STATED PROBLEM A:
Which lines in the rows below contain the word "door"? Copy each of those lines in full.

EXTRACTED TEXT:
** Start **
Create an index. With no body, you get default 1 primary / 1 replica and dynamic mapping — fine for prototyping, almost never right for production.

Common pitfall: Default 1 shard is fine for < 50GB indices; oversharding ("100 shards for 1GB of logs") wrecks cluster state and recovery time. Size on actual data volume, not "what if we grow".

Examples
PUT /products
PUT /logs-2026.05 {"settings":{"number_of_shards":3,"number_of_replicas":1}}
DELETE /<index>

Delete an index and free disk space immediately. Permanent — no soft delete, no recycle bin. Combine with action.destructive_requires_name in elasticsearch.yml to refuse wildcards.

Common pitfall: DELETE /* on a cluster with default settings instantly wipes every index. Set action.destructive_requires_name: true so explicit names are required.

Examples
DELETE /products
DELETE /logs-2025.*
GET /<index>

Inspect an index — returns mapping, settings, aliases in one shot. Use ?include_defaults=true to see what every unset setting actually resolves to.

Examples
GET /products
GET /products?include_defaults=true
POST /<index>/_close · _open

Close an index to free heap (mappings stay, shards unload) and reopen it later. Settings that require a closed index (analyzers, similarity) only apply after close → update → open.

Common pitfall: A closed index occupies disk but cannot be searched or written. Closing the wrong production index = full-blown outage. Use index name explicitly, not a pattern.

Examples
POST /products/_close
POST /products/_open
POST /_aliases

Atomically add/remove aliases across multiple indices. The canonical zero-downtime reindex pattern: write to old index, build new index, swap alias in one atomic action.

Examples
POST /_aliases {"actions":[{"remove":{"index":"products_v1","alias":"products"}},{"add":{"index":"products_v2","alias":"products"}}]}
POST /_aliases {"actions":[{"add":{"index":"logs-2026.05","alias":"logs-current","is_write_index":true}}]}
PUT /_index_template/<name>

Index template (composable, 7.8+). Auto-applies mappings + settings to any new index whose name matches the pattern — the right way to standardize daily log indices, time-based rollovers, and tenant indices.
** End **
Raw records
** Start **
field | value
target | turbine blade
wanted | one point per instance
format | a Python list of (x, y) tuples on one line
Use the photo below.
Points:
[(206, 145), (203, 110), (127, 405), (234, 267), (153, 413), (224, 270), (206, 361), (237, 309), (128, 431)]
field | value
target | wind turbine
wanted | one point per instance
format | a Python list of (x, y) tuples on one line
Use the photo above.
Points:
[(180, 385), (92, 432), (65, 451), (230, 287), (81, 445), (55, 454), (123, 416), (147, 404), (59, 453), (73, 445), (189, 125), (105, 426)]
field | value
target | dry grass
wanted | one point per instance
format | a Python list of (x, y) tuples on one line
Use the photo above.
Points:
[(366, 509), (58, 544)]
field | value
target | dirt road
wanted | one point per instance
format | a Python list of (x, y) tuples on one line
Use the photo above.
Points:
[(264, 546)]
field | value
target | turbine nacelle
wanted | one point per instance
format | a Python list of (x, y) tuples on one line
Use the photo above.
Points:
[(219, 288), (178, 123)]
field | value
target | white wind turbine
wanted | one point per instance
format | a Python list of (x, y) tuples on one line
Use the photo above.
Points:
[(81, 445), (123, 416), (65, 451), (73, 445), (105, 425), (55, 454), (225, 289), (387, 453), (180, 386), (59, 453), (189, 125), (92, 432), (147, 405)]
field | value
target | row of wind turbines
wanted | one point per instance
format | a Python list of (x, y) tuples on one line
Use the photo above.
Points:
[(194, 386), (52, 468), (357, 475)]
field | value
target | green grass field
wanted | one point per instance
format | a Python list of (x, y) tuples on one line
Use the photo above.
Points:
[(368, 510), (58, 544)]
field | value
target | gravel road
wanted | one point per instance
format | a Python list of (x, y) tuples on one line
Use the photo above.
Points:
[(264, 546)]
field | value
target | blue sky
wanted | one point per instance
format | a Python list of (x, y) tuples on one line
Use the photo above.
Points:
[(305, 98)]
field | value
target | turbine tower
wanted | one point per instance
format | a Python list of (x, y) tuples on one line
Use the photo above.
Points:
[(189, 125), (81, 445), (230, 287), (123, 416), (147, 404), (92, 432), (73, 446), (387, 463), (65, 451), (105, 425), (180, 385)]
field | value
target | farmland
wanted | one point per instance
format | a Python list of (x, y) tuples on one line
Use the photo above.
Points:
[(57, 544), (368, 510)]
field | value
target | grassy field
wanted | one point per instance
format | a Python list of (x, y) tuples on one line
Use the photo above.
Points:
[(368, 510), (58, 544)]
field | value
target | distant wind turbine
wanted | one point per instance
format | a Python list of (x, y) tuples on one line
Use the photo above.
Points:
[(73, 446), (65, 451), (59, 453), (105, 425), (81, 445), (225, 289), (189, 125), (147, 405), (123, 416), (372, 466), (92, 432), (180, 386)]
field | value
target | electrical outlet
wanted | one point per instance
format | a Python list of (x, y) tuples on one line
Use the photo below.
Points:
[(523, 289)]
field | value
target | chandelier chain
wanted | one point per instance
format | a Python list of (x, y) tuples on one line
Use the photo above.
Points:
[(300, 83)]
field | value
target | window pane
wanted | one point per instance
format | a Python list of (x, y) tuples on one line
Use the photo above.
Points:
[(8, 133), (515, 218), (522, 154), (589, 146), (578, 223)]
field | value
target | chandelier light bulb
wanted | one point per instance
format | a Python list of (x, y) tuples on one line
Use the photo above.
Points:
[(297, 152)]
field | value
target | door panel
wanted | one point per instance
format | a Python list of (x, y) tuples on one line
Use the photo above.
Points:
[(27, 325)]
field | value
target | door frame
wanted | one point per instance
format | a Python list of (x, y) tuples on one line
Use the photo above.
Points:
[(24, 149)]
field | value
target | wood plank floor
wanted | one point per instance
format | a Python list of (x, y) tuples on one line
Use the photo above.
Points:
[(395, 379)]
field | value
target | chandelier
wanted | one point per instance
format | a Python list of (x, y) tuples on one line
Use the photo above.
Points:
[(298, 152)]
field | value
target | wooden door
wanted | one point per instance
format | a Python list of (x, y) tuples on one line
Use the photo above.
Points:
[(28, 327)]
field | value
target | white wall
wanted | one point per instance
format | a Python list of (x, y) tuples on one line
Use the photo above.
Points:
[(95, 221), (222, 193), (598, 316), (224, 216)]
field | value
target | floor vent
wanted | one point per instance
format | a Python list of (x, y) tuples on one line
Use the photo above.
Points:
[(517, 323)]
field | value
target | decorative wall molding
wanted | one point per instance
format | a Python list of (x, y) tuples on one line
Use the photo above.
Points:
** End **
STATED PROBLEM B:
Can you continue the Elasticsearch index API reference above, starting right after its last sentence?

TASK RESPONSE A:
target | door panel
target | door frame
target | wooden door

TASK RESPONSE B:
Common pitfall: Templates only apply to indices created AFTER you save the template. Existing indices keep their old mapping — reindex if you need the new shape applied retroactively.

Examples
PUT /_index_template/logs-template {"index_patterns":["logs-*"],"template":{"settings":{"number_of_shards":1,"number_of_replicas":1},"mappings":{"properties":{"@timestamp":{"type":"date"},"message":{"type":"text"}}}}}
POST /<index>/_rollover

Roll an alias to a new index when size / age / doc-count thresholds are hit. Pair with an ILM policy so daily/weekly indices stay bounded and old ones move to warm/cold tier automatically.

Examples
POST /logs-current/_rollover {"conditions":{"max_age":"7d","max_size":"50gb","max_docs":100000000}}
POST /_reindex

Copy all documents from one index to another, optionally remapping fields or filtering by query. The only way to change a field type or add a new analyzer to existing data.

Common pitfall: Default reindex runs synchronously and blocks. For > 100k docs, use ?wait_for_completion=false to get a task id, then poll GET /_tasks/<id>. Tune slices=auto for parallelism.

Examples
POST /_reindex {"source":{"index":"products_v1"},"dest":{"index":"products_v2"}}
POST /_reindex?wait_for_completion=false&slices=auto {"source":{"index":"logs-2025.*"},"dest":{"index":"logs-archive"}}
POST /<index>/_forcemerge

Merge segments down to N (typically max_num_segments=1) — reduces shard segment count, frees deleted-doc space, speeds searches on read-only indices.

Common pitfall: NEVER force-merge an actively written index. It generates massive merge IO and the next refresh creates new segments anyway. Only run on indices that have stopped receiving writes.

Examples
POST /logs-2025.12/_forcemerge?max_num_segments=1
POST /<index>/_refresh

Manually refresh an index — makes recent writes visible to search immediately. Default auto-refresh is every 1s; for high-throughput write workloads, raise refresh_interval to 30s and call _refresh on demand.

Examples
POST /products/_refresh
PUT /products/_settings {"index":{"refresh_interval":"30s"}}
POST /<index>/_flush

Flush the translog and commit Lucene segments to disk. Routine flushes happen automatically; manual flush is mostly useful before snapshot or shutdown.

Examples
POST /products/_flush
POST /_flush
PUT /<index>/_settings

Update dynamic index settings on a live index — refresh_interval, number_of_replicas, max_result_window, blocks. Static settings (number_of_shards, the analysis section) cannot be changed here; they need a closed index or a reindex.

Common pitfall: number_of_shards is fixed at creation and can never be updated — plan it up front or use _split / _shrink to change it. Only number_of_replicas is freely adjustable on a live index.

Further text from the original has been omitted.